EXERCISE DESCRIPTION: Find every line in the records below that contains the word "exact" and copy each of those lines.

DATA FOR PROCESSING:
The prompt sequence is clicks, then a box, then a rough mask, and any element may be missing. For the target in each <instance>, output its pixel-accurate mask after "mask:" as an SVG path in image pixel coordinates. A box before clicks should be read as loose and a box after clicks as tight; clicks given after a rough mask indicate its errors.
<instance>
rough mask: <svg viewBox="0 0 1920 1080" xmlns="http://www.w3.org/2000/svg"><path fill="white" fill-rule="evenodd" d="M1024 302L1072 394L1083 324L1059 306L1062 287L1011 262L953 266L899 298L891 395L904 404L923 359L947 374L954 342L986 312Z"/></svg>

==

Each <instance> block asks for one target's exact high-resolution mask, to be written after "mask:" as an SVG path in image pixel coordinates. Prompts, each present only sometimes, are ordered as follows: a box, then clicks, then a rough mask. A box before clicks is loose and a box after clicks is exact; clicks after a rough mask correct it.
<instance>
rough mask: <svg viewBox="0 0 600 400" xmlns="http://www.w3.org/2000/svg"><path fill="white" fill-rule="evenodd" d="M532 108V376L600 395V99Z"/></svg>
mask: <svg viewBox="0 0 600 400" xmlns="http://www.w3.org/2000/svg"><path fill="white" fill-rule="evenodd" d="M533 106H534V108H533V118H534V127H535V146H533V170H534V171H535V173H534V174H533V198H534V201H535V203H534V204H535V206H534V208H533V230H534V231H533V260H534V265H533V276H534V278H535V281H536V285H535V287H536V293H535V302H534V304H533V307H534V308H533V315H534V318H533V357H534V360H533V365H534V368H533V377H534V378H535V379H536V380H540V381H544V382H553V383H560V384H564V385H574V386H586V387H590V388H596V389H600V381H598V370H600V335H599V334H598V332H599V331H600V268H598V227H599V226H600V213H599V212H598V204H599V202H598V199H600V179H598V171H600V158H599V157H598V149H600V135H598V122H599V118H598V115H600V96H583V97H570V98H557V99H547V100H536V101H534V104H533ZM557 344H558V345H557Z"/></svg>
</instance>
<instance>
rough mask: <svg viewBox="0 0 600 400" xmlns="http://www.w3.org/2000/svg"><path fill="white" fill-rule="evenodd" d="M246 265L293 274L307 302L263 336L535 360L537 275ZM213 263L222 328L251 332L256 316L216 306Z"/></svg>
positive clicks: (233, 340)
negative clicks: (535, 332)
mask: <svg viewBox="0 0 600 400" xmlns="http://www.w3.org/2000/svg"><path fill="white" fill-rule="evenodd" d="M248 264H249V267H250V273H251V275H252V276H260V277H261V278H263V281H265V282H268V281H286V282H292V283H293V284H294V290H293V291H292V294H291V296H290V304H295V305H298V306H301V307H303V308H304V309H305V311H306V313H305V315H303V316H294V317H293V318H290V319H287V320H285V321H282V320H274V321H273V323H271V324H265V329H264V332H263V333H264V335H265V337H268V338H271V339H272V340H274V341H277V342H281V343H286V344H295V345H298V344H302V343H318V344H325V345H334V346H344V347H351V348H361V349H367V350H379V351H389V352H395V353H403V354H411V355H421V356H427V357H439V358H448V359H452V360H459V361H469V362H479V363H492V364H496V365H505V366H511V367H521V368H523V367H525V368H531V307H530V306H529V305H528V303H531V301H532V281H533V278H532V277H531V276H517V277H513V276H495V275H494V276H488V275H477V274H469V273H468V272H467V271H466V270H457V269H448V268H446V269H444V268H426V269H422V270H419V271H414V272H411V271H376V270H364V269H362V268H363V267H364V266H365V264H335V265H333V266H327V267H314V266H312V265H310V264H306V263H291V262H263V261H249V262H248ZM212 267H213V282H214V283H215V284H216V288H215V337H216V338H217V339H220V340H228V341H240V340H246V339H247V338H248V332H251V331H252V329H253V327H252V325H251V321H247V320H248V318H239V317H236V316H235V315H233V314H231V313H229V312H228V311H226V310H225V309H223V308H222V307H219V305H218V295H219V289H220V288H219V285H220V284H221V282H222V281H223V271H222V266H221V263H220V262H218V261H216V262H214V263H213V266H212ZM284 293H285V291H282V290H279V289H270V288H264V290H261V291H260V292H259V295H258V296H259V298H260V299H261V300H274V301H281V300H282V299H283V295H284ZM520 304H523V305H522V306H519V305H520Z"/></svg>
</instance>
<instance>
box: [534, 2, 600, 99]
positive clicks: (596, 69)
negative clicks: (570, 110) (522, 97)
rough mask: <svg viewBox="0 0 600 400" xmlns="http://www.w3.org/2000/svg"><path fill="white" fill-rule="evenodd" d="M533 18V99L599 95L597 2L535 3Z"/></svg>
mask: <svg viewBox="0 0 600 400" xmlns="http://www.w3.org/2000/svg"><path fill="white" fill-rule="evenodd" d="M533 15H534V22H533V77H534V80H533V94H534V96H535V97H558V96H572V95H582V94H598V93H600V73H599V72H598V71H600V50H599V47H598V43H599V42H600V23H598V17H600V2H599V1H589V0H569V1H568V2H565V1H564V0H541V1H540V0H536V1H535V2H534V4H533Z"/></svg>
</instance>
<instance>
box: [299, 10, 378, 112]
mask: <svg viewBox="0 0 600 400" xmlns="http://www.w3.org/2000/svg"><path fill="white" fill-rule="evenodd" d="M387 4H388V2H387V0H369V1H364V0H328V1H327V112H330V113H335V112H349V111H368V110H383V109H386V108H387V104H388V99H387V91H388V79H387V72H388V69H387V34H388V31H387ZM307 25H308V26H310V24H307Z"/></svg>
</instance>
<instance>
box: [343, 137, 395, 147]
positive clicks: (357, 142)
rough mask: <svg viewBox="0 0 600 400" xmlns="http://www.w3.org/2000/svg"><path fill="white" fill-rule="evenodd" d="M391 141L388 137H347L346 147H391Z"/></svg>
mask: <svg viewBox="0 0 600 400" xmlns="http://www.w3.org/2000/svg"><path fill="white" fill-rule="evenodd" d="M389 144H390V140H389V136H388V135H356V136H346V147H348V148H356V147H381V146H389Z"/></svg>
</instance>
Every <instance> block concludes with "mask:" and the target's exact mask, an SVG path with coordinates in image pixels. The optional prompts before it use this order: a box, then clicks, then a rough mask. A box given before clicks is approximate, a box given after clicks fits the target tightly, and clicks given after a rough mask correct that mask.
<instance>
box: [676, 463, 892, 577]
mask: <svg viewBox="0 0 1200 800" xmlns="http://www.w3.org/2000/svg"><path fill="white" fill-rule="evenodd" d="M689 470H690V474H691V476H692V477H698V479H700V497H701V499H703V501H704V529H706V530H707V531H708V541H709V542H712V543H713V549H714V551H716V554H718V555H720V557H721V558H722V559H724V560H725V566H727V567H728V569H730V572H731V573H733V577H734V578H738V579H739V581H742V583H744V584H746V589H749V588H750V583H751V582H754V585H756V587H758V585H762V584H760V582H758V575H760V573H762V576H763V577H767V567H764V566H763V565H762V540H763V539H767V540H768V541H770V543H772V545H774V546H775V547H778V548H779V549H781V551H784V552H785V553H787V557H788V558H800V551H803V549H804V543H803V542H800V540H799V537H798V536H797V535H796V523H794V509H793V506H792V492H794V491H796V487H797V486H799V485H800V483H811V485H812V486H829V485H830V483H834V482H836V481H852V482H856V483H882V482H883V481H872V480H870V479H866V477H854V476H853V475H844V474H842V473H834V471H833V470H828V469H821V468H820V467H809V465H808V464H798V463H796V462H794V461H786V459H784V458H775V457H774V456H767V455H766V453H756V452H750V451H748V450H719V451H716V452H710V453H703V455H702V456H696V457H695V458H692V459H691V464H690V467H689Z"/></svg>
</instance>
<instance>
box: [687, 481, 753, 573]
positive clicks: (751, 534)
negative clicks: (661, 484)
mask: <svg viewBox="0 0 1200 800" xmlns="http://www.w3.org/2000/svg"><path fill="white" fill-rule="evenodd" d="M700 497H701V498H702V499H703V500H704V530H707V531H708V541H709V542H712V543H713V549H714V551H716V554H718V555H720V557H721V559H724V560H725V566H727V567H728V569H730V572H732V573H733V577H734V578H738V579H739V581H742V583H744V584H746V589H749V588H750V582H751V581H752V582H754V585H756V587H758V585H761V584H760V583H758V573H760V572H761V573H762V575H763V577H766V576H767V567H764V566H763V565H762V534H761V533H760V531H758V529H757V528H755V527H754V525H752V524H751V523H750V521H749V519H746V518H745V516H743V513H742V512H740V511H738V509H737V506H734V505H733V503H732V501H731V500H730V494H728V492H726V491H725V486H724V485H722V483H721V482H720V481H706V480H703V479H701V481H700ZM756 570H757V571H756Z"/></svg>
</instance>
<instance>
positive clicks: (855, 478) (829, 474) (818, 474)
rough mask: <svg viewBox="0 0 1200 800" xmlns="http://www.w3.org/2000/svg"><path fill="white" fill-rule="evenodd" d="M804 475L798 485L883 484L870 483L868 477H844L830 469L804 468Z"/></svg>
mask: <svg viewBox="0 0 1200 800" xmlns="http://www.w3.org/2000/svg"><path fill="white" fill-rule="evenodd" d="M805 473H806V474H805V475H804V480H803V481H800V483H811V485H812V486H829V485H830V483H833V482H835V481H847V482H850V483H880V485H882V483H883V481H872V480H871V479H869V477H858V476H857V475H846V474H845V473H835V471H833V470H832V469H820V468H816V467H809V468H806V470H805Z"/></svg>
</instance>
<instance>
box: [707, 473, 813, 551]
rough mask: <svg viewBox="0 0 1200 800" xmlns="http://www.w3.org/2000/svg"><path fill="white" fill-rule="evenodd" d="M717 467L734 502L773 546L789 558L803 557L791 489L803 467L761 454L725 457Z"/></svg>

==

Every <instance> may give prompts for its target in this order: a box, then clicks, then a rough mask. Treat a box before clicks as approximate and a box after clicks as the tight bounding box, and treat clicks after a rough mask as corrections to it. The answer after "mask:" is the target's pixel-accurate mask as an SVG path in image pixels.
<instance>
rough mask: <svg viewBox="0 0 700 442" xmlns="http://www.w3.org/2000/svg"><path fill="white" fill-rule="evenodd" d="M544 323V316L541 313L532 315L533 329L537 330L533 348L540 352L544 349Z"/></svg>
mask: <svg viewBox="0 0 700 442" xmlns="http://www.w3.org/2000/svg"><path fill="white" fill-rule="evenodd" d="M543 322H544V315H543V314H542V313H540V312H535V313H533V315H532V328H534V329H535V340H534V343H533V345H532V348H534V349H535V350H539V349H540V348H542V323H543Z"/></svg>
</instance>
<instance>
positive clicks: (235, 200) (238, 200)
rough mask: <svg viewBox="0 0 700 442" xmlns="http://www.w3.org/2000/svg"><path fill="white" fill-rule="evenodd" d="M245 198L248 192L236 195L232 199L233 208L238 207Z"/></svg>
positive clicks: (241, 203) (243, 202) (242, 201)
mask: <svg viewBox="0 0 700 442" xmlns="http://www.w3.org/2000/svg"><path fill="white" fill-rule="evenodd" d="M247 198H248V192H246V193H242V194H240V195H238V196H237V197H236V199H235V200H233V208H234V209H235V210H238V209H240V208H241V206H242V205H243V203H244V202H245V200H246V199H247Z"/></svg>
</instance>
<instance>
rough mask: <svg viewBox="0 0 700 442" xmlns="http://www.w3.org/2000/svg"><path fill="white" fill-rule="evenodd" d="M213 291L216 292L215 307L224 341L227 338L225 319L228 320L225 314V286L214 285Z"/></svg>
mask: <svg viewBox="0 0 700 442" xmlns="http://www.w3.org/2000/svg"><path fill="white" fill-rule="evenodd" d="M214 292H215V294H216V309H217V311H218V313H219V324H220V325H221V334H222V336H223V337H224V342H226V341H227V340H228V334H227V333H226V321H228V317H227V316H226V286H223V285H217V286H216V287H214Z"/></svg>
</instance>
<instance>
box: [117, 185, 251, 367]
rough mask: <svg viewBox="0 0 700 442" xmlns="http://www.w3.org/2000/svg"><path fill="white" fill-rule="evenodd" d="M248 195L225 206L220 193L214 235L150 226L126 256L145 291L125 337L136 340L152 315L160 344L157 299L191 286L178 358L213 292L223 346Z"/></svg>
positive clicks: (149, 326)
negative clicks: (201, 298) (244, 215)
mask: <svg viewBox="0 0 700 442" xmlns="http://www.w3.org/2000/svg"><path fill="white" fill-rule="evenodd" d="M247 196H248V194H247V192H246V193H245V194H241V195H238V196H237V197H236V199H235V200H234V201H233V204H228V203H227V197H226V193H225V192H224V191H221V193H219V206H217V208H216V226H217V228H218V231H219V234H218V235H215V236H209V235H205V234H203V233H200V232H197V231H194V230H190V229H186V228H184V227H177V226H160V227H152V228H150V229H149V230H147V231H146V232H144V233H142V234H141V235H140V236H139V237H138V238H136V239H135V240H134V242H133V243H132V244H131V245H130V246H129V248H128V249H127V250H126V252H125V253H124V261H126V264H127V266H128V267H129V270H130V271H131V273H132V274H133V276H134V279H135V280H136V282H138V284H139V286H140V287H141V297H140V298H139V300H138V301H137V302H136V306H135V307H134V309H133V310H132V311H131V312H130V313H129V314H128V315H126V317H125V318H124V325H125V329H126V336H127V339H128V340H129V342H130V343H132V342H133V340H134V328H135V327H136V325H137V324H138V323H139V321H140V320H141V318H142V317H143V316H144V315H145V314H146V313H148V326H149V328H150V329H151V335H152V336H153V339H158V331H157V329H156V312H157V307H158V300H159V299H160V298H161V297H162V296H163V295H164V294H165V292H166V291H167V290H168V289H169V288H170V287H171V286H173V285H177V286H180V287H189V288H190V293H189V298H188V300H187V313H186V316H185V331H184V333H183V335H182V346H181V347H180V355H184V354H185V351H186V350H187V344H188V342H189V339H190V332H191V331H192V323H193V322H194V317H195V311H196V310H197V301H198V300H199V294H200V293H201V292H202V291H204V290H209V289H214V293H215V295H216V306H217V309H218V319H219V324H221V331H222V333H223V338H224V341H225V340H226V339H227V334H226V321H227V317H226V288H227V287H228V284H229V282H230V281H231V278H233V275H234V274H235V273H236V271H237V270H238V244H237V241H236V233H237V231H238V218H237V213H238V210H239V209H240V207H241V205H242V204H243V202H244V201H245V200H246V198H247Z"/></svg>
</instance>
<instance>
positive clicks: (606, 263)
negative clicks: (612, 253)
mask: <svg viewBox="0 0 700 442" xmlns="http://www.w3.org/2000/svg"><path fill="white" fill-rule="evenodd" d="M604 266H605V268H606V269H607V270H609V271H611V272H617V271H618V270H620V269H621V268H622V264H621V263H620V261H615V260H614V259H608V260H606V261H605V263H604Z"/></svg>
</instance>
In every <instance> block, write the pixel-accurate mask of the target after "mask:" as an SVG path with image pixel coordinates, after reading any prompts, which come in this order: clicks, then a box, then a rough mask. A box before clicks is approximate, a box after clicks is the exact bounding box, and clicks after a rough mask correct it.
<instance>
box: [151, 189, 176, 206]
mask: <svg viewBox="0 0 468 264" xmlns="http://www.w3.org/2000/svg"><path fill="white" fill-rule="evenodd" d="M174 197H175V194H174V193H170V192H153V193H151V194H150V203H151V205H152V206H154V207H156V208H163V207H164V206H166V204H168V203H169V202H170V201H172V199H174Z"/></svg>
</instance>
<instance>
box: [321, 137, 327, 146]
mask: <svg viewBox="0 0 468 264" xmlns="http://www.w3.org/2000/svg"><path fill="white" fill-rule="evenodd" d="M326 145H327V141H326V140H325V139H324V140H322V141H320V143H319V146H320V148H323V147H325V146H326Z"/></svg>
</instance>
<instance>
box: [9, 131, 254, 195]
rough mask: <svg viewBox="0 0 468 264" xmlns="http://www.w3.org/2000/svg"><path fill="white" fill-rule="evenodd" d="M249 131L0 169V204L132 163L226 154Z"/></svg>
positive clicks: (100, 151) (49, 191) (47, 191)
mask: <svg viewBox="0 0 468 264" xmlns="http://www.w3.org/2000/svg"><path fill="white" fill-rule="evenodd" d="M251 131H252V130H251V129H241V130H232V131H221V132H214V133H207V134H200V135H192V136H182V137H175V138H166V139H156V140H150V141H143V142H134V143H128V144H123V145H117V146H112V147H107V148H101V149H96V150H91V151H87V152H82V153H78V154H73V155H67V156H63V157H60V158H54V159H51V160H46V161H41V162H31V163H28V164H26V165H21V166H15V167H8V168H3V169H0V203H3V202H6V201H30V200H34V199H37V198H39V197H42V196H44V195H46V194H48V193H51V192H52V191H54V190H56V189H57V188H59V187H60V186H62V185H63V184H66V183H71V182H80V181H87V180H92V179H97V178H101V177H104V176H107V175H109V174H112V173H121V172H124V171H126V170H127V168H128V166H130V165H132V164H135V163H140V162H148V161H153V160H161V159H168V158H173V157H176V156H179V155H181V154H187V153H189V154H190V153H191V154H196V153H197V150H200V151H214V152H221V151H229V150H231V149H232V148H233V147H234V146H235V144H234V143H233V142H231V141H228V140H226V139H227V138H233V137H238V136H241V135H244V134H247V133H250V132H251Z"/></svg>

PROBLEM SOLUTION:
Each <instance> block asks for one target's exact high-resolution mask, to be written after "mask:" as an SVG path in image pixel coordinates. Prompts, each present only sometimes, are ordered as follows: a box, then clicks, then a rough mask. A box before clicks is loose and a box after clicks is exact; clicks after a rough mask correct it.
Every <instance> block concludes with "mask:" and the target's exact mask, an SVG path with coordinates in image pixels. The optional prompts before it use this order: a box, then clicks, then a rough mask. A box given before clicks is approximate, a box given after clicks fits the target tightly, and clicks given after a rough mask correct that mask.
In every <instance> block, write the pixel-accurate mask of the target after "mask:" as an SVG path with image pixel coordinates, after reading any prompts, which come in this order: clicks, then a box, then a rough mask. A box before clicks is approximate, a box after clicks is the exact bounding box, and clicks after a rough mask correct it.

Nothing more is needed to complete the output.